## PROVIDED PASSAGE
▬▬▬▬▬▬▬▬▬▬
Disability groups decry exclusion of sex work from NDIS

People with disability deserve access to a range of safe sexual support services and proposals to exclude sex work from the NDIS must be condemned, disability organisations urge.

National Disability Insurance Scheme Minister Bill Shorten has vowed to scrap access to sex work through the program, claiming it "doesn't pass the pub test".

But 10 organisations representing Australians with disability have decried his comments.

In a joint statement, People with Disability Australia, Touching Base and other groups have claimed the exclusion of sexuality and sex work services from the NDIS would undermine the right to choice, control and access to supports that enable full participation in all aspects of life.

"Sexual supports are critical to the wellbeing of people with disability," they said.

"People with disability are often denied full autonomy over their own bodies and are subjected to beliefs that they are either asexual or hypersexual.

"Our right to make informed choices about our bodies, sexual and reproductive health, and intimate relationships must be upheld."

The Federal Court ruled the National Disability Insurance Agency should approve specialised sexual services in a 2020 decision and such resources have been available to NDIS participants since.
▬▬▬▬▬▬▬▬▬▬
## TASK BRIEF
Extend the news report on disability groups opposing the removal of sex work from the NDIS, starting after its last sentence. The data that follows has no connection to the news report on the NDIS sex work dispute.

(Referring expression pointing data)
▬▬▬▬▬▬▬▬▬▬
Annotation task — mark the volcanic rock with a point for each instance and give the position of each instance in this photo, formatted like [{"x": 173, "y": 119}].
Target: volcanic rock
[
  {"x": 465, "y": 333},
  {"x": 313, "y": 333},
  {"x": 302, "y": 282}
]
▬▬▬▬▬▬▬▬▬▬
## ANSWER TO THIS EXERCISE
These services can help those with disability foster positive relationships with their bodies, build confidence in sex, intimacy, and touch within safe and supportive environments, and provide outlets for self-expression and pleasure, the statement said.

They also include a range of supports including consent education, therapies to support healing from sexual abuse and trauma, gender-affirming care, reproductive resources and more.

But Mr Shorten's comments reflect a concerning definition of NDIS supports that "fails to encompass the critical needs of many people with disability".

The organisations have urged Mr Shorten to retract his comments and commit to designing a comprehensive sexuality policy in consultation with members of the disability community.